● **REQUIRED TASK**: Repeat the lines below exactly as they appear, but leave out the images.

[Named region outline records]
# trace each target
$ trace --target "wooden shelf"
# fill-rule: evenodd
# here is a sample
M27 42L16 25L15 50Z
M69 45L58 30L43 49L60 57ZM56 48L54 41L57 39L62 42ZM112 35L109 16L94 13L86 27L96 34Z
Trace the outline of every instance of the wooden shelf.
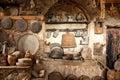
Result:
M81 22L45 22L46 24L89 24L90 21L81 21Z
M38 19L38 20L43 20L43 16L0 16L0 19L3 19L5 17L10 17L11 19L28 19L28 20L31 20L31 19Z

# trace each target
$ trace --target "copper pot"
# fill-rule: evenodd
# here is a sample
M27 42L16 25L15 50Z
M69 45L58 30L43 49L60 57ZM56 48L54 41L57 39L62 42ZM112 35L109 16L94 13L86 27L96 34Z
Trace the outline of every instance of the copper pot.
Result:
M10 66L14 66L16 63L17 57L15 55L8 55L7 61Z

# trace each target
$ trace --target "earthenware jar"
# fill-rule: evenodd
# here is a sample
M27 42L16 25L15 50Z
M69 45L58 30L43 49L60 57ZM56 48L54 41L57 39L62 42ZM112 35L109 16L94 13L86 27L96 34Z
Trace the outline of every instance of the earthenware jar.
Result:
M10 66L14 66L16 63L16 56L15 55L8 55L7 61Z

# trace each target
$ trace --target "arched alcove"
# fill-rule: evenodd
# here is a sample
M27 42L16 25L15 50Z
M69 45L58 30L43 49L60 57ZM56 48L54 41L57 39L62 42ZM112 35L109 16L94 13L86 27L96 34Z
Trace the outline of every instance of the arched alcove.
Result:
M72 22L90 21L87 11L80 4L68 0L58 1L45 14L46 22L66 22L68 18Z

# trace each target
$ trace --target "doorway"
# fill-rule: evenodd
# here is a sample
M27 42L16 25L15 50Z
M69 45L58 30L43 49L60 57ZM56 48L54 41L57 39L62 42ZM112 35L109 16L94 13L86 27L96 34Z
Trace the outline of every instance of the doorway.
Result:
M120 54L120 28L107 28L107 66L114 69L114 62Z

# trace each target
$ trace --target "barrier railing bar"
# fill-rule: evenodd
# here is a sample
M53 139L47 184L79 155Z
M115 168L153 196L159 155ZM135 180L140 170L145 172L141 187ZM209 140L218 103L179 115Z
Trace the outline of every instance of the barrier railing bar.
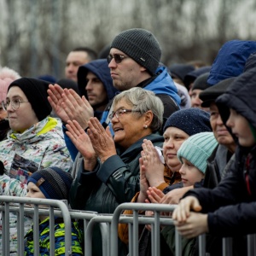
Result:
M14 203L25 203L25 204L33 204L33 222L34 222L34 230L33 230L33 236L37 236L39 235L38 232L38 205L45 205L49 207L55 207L61 209L62 212L62 218L65 224L65 256L72 255L72 234L71 234L71 218L67 207L66 204L61 201L57 200L49 200L49 199L35 199L35 198L27 198L27 197L15 197L15 196L7 196L2 195L0 197L1 202L5 202L4 207L1 207L3 209L3 215L4 217L5 214L9 216L9 206L10 202ZM8 206L8 207L7 207ZM17 209L18 211L18 209ZM4 229L4 236L9 238L9 225L8 222L8 218L4 218L4 225L6 229ZM4 238L5 239L5 238ZM35 239L35 237L33 237ZM3 241L7 241L6 239ZM34 240L38 241L38 240ZM37 247L38 247L38 242L35 242L34 246L36 247L34 256L38 255L38 252ZM9 255L9 242L7 244L3 244L3 252L4 255Z

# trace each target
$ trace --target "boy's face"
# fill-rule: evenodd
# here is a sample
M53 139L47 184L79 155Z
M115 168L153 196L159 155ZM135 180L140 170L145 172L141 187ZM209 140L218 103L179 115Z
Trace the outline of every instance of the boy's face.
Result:
M236 110L230 108L230 115L226 125L231 128L232 133L237 137L241 146L252 147L255 144L255 140L247 119Z
M27 184L26 191L27 191L27 194L26 195L26 197L45 199L45 196L42 193L40 189L33 183L29 183Z
M183 163L179 170L179 173L183 186L194 186L195 183L201 182L204 177L204 174L186 159L182 158L182 160Z

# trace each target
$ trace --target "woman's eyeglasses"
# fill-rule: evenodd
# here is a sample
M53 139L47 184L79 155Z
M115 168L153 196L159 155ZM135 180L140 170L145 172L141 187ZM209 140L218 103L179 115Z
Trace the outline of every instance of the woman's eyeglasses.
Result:
M17 110L20 108L20 104L22 102L29 102L20 101L20 99L14 99L10 102L7 101L6 102L2 101L2 107L3 110L7 111L8 107L9 106L9 104L11 104L13 109Z
M132 109L119 109L116 112L112 112L108 118L110 120L112 120L112 119L113 119L113 117L115 116L117 119L119 119L123 113L132 113L132 112L138 112L140 113L139 110L132 110Z
M111 61L113 59L114 59L115 63L119 64L121 63L123 61L123 60L125 60L125 58L129 58L128 56L124 56L122 55L118 55L118 54L114 54L114 55L108 55L107 57L107 61L108 62L108 64L111 62Z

● **TASK RESULT**:
# trace each target
$ trace --target "wooden shelf"
# fill-rule: evenodd
# here is a sample
M27 42L16 25L15 50Z
M69 45L58 30L43 49L60 57ZM56 48L54 41L57 39L62 42ZM112 35L109 16L94 13L86 27L96 34Z
Trace the outline of every instance of the wooden shelf.
Result:
M81 22L45 22L46 24L89 24L90 21L81 21Z
M38 19L38 20L43 20L43 16L0 16L0 19L3 19L5 17L10 17L11 19L28 19L28 20L31 20L31 19Z

# trace each target
$ trace --target "copper pot"
# fill-rule: evenodd
# here is a sample
M27 42L16 25L15 50Z
M69 45L58 30L43 49L60 57ZM56 48L54 41L57 39L62 42ZM112 35L109 16L94 13L86 27L96 34Z
Trace the outline of every instance of the copper pot.
Result:
M10 66L14 66L16 63L17 57L15 55L8 55L7 61Z

# trace each target
$ trace --target "earthenware jar"
# fill-rule: evenodd
# here is a sample
M27 42L16 25L15 50Z
M69 45L58 30L43 49L60 57ZM56 48L54 41L57 39L62 42ZM112 35L109 16L94 13L86 27L96 34Z
Trace the outline of every instance of the earthenware jar.
Result:
M10 66L14 66L16 63L16 56L15 55L8 55L7 61Z

# trace each target
$ trace --target "arched alcove"
# fill-rule: evenodd
# here is a sample
M27 42L16 25L15 50Z
M69 45L58 30L43 49L60 57ZM56 48L54 41L57 39L62 42ZM112 35L109 16L94 13L86 27L96 34Z
Trace the outline of every instance of the arched alcove.
Result:
M72 22L90 21L87 11L80 4L68 0L58 1L45 14L46 22L66 22L68 18Z

# trace each target
$ trace --target "doorway"
# fill-rule: evenodd
# here is a sample
M27 42L16 25L15 50Z
M69 45L58 30L43 49L60 57ZM56 48L54 41L57 39L62 42ZM112 35L109 16L94 13L86 27L96 34Z
Trace the outline of every instance of the doorway.
Result:
M120 54L120 28L107 28L107 66L114 69L114 62Z

# trace each target
$ trace --target "barrier railing bar"
# fill-rule: evenodd
# here is a sample
M53 139L47 184L79 155Z
M115 168L153 196L159 155ZM135 180L140 170L145 172L141 187ZM209 140L218 103L179 115Z
Trace the outline of every instance of the barrier railing bar.
Result:
M14 203L25 203L25 204L33 204L33 222L34 222L34 230L33 230L33 236L37 236L39 235L38 232L38 205L45 205L49 207L55 207L61 209L62 212L62 218L65 224L65 256L72 255L72 234L71 234L71 218L67 207L66 204L61 201L57 200L49 200L49 199L35 199L35 198L27 198L27 197L15 197L15 196L7 196L2 195L0 197L1 202L5 202L4 207L1 207L3 209L3 215L4 217L5 214L9 216L9 206L10 202ZM8 206L8 207L7 207ZM17 209L18 211L18 209ZM4 229L4 236L9 238L9 225L8 222L8 218L4 218L4 225L6 229ZM4 238L5 239L5 238ZM35 239L35 237L33 237ZM3 241L7 241L6 239ZM34 240L38 241L38 240ZM37 247L38 247L38 242L35 242L34 246L36 247L34 256L38 255L38 252ZM9 255L9 242L7 244L3 244L3 252L4 255Z

# trace each target
$ trace --target "boy's face"
# fill-rule: evenodd
# here is a sample
M53 139L47 184L79 155Z
M115 168L153 196L159 155ZM135 180L140 170L145 172L141 187ZM209 140L218 103L179 115Z
Trace the outline of every instance of the boy's face.
Result:
M236 110L230 108L230 115L226 125L231 128L232 133L237 137L241 146L252 147L255 144L255 140L247 119Z
M27 184L26 191L27 191L27 194L26 195L26 197L45 199L45 196L42 193L40 189L33 183L29 183Z
M183 163L179 170L179 173L183 186L194 186L195 183L201 182L204 177L204 174L186 159L182 158L182 160Z

# trace each target
$ trace --target "woman's eyeglasses"
# fill-rule: evenodd
# here is a sample
M53 139L47 184L79 155Z
M115 168L153 196L159 155ZM135 180L140 170L145 172L141 187ZM209 140L218 103L179 115Z
Trace the outline of every instance of the woman's eyeglasses.
Result:
M17 110L20 108L20 104L22 102L29 102L20 101L20 99L14 99L10 102L7 101L6 102L2 101L2 107L3 110L7 111L8 107L9 106L9 104L11 104L13 109Z
M132 109L119 109L116 112L112 112L108 118L110 120L112 120L112 119L113 119L113 117L115 116L117 119L119 119L123 113L132 113L132 112L138 112L140 113L139 110L132 110Z
M111 61L113 59L114 59L115 63L119 64L121 63L123 61L123 60L125 60L125 58L129 58L128 56L124 56L122 55L118 55L118 54L114 54L114 55L108 55L107 57L107 61L108 62L108 64L111 62Z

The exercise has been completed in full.